SOURCE EXCERPT:
──────

Ecosyste.ms: Awesome

An open API service indexing awesome lists of open source software.

Awesome Lists | Featured Topics | Projects

https://github.com/megagonlabs/ginza-transformers

Use custom tokenizers in spacy-transformers
https://github.com/megagonlabs/ginza-transformers

ginza natural-language-processing nlp spacy spacy-transformers sudachitra tokenizers transformers

Last synced: 2 months ago
JSON representation

Use custom tokenizers in spacy-transformers

Awesome Lists containing this project

README

        

# ginza-transformers: Use custom tokenizers in spacy-transformers

The `ginza-transformers` is a simple extension of the [spacy-transformers](https://github.com/explosion/spacy-transformers) to use the custom tokenizers (defined outside of [huggingface/transformers](https://huggingface.co/transformers/)) in `transformer` pipeline component of [spaCy v3](https://spacy.io/usage/v3). The `ginza-transformers` also provides the ability to download the models from [Hugging Face Hub](https://huggingface.co/models) automatically at run time.

──────

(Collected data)
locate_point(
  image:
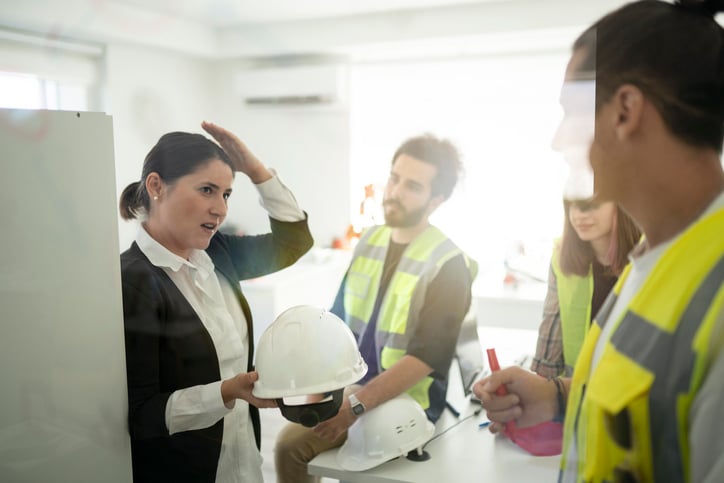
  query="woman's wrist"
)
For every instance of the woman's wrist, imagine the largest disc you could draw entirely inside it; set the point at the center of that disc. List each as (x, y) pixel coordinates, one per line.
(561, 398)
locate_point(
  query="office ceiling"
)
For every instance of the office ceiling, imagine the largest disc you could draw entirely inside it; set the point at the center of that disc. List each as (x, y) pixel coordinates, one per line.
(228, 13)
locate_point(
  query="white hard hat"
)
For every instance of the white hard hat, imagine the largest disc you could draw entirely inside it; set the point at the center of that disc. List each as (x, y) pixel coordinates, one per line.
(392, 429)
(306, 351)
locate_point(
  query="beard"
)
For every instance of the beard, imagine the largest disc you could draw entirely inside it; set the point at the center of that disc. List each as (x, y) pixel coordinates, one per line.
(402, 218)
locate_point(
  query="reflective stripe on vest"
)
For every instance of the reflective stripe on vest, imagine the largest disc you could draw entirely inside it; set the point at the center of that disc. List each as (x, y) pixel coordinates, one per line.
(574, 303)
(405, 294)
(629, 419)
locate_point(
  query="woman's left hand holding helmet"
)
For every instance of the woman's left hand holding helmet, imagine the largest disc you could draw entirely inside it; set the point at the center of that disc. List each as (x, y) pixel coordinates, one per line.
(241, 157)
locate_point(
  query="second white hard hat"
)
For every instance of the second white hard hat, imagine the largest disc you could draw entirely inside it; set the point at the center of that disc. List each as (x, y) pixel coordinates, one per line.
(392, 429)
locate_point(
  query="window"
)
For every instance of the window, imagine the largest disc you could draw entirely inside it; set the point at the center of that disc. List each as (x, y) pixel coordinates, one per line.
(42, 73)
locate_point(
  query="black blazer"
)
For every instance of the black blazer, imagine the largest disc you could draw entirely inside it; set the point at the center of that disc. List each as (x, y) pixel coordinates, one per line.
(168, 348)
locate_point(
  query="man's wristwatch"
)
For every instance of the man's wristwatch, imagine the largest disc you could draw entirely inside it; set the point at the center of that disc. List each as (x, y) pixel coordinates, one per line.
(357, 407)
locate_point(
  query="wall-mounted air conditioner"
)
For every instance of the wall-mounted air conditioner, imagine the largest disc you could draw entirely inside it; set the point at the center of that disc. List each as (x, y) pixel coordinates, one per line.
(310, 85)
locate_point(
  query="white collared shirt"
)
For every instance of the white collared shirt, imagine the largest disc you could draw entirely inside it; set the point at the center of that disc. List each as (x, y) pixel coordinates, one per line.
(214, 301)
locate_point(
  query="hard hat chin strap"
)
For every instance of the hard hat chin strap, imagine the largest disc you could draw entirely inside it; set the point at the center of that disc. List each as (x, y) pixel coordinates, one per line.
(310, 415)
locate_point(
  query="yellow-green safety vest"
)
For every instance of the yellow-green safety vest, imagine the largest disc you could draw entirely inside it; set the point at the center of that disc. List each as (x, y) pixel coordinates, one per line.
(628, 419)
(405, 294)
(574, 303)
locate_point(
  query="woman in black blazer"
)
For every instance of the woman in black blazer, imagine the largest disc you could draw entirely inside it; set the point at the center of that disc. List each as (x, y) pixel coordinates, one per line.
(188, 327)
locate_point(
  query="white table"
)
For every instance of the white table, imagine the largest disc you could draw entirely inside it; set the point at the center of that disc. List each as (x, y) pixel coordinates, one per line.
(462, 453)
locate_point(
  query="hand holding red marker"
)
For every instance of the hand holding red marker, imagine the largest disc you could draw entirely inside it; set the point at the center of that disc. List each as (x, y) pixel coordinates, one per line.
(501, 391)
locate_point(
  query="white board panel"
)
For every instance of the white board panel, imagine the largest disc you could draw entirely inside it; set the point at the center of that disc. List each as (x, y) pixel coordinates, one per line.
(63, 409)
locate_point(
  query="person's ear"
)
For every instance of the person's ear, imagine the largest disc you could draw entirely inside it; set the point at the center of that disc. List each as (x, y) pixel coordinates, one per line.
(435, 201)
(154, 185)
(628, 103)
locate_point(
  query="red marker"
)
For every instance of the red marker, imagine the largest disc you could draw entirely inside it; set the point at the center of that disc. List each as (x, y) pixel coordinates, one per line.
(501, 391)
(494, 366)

──────

PARTS OF THE EXERCISE:
• a. Copy the ginza-transformers page, everything from "Last synced: 2" down to "at run time.", swapping each "tokenizers" for "segmenters".
• b. Translate this sentence from the ginza-transformers page into Spanish: "The `ginza-transformers` also provides the ability to download the models from [Hugging Face Hub](https://huggingface.co/models) automatically at run time."
• c. Turn the paragraph of the ginza-transformers page that begins "The `ginza-transformers` is a simple extension" into a short bulleted list that keeps its main facts.

ANSWERS TO THE TASKS:
• a.
Last synced: 2 months ago
JSON representation

Use custom segmenters in spacy-transformers

Awesome Lists containing this project

README

        

# ginza-transformers: Use custom segmenters in spacy-transformers

The `ginza-transformers` is a simple extension of the [spacy-transformers](https://github.com/explosion/spacy-transformers) to use the custom segmenters (defined outside of [huggingface/transformers](https://huggingface.co/transformers/)) in `transformer` pipeline component of [spaCy v3](https://spacy.io/usage/v3). The `ginza-transformers` also provides the ability to download the models from [Hugging Face Hub](https://huggingface.co/models) automatically at run time.

• b. `ginza-transformers` también ofrece la posibilidad de descargar automáticamente los modelos desde [Hugging Face Hub](https://huggingface.co/models) en tiempo de ejecución.

• c.
- It is a simple extension of spacy-transformers.
- It lets the `transformer` pipeline component of spaCy v3 use custom tokenizers defined outside huggingface/transformers.
- It downloads models from Hugging Face Hub automatically at run time.